:: Task brief ::
Give back, character for character, the line that includes "Target: wooden chair" and all lines beneath it in the data.

──────── Data records ────────

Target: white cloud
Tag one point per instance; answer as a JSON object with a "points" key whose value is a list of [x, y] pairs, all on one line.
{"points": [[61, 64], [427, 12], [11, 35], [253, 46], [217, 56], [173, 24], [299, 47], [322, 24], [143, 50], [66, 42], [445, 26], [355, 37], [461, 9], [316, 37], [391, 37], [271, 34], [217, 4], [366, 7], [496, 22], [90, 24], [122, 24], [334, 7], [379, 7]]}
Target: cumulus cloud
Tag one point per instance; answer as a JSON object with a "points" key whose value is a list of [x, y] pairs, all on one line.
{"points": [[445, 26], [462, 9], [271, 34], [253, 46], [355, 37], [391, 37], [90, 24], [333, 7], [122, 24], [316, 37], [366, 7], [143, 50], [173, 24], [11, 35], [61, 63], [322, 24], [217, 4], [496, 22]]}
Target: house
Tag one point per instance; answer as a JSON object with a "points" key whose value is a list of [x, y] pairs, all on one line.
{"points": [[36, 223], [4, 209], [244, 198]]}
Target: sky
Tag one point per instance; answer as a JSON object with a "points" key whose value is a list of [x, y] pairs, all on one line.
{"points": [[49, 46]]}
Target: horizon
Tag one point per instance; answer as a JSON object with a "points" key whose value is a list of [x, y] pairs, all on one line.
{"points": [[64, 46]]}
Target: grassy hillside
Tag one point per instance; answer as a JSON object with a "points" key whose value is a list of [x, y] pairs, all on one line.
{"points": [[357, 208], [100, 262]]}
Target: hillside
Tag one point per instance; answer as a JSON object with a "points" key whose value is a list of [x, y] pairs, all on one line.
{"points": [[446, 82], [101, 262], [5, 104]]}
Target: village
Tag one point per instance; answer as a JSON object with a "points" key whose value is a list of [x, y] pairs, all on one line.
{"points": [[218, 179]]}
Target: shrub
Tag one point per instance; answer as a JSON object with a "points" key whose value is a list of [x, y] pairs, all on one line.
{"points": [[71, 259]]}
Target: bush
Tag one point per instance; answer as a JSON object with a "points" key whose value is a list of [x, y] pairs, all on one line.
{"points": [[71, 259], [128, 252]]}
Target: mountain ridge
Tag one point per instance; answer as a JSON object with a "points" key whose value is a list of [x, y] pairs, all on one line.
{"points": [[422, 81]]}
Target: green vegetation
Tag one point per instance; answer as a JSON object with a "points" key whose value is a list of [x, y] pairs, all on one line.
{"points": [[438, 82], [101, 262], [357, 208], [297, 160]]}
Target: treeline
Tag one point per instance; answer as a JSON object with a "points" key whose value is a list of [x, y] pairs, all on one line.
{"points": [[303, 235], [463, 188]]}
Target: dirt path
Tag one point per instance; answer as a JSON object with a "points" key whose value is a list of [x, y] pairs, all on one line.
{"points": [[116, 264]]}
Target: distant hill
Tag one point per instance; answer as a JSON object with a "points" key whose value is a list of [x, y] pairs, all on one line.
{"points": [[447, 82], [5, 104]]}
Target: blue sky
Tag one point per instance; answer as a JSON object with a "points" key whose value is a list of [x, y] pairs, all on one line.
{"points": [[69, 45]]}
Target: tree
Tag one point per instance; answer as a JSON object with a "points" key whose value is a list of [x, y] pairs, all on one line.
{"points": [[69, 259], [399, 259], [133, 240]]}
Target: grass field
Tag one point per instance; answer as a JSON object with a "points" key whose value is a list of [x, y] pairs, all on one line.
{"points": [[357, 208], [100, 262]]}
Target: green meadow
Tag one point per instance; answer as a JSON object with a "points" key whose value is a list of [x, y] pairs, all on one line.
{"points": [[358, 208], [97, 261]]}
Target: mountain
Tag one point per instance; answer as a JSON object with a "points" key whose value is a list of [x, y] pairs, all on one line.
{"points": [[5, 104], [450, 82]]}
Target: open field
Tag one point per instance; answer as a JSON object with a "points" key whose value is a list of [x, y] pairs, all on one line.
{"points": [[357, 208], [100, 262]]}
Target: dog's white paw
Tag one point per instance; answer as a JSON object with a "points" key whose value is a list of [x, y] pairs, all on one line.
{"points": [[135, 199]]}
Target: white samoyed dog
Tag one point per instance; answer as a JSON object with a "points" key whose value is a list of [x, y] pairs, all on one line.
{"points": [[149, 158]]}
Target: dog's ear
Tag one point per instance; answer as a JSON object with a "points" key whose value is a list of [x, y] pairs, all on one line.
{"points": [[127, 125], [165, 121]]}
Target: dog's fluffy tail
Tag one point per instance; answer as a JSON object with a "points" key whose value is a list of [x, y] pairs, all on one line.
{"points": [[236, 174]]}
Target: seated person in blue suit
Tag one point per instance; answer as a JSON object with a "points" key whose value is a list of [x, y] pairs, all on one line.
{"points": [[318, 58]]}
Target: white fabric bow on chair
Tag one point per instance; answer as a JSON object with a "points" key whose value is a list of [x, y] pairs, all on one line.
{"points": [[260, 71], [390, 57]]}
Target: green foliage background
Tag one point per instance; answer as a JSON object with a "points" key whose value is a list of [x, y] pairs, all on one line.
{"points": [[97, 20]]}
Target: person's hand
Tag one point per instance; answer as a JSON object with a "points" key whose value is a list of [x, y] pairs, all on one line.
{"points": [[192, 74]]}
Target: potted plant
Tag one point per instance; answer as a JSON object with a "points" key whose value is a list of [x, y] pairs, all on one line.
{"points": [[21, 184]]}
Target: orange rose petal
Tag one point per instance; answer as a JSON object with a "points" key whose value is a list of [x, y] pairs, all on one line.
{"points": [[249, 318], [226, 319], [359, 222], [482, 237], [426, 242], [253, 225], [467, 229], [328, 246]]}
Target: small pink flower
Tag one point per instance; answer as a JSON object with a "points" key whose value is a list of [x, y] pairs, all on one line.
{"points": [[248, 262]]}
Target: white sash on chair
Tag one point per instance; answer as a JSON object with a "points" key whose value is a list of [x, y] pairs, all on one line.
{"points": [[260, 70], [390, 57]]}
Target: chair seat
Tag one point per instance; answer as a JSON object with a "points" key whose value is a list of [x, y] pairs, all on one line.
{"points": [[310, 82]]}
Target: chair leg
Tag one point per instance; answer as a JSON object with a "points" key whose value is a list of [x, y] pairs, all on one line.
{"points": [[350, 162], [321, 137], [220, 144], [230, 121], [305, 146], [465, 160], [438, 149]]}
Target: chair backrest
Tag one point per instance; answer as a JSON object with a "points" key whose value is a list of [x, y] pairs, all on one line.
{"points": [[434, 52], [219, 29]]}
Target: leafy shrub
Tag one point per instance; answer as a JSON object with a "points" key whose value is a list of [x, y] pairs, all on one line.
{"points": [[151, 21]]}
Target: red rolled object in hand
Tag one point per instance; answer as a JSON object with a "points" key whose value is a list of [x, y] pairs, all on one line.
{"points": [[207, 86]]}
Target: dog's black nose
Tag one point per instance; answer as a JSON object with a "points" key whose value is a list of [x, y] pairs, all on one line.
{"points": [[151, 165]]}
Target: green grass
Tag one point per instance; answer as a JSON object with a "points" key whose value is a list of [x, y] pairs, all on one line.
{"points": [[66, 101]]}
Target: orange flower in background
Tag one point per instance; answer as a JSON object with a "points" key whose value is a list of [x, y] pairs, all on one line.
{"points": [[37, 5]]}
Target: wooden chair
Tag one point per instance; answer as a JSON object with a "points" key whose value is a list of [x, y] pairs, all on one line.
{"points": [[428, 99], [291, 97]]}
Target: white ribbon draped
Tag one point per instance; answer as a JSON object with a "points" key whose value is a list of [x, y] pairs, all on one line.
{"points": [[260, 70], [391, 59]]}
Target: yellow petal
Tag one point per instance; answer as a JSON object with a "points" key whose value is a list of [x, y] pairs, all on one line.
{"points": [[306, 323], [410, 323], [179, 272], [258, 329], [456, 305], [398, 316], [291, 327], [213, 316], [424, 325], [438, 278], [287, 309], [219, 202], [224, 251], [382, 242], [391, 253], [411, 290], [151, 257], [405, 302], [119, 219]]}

────────

:: Answer to this task ::
Target: wooden chair
Tag one point per instance; answer as a JSON object with a "points" key whose value is a list of [x, y] pairs, all on one line.
{"points": [[428, 99], [291, 97]]}
Target: white ribbon draped
Tag one point per instance; answer as a JSON object with a "points" key whose value is a list of [x, y] pairs, all on one line.
{"points": [[260, 70], [391, 59]]}
Target: yellow petal
Tag one point per instance; answer as a JSON object with a "points" key whose value is a list of [x, y] pairs, all on one line.
{"points": [[306, 323], [410, 323], [179, 272], [258, 329], [456, 305], [398, 316], [291, 327], [213, 316], [424, 325], [438, 278], [287, 309], [219, 202], [224, 251], [382, 242], [391, 253], [411, 290], [151, 257], [405, 302], [119, 219]]}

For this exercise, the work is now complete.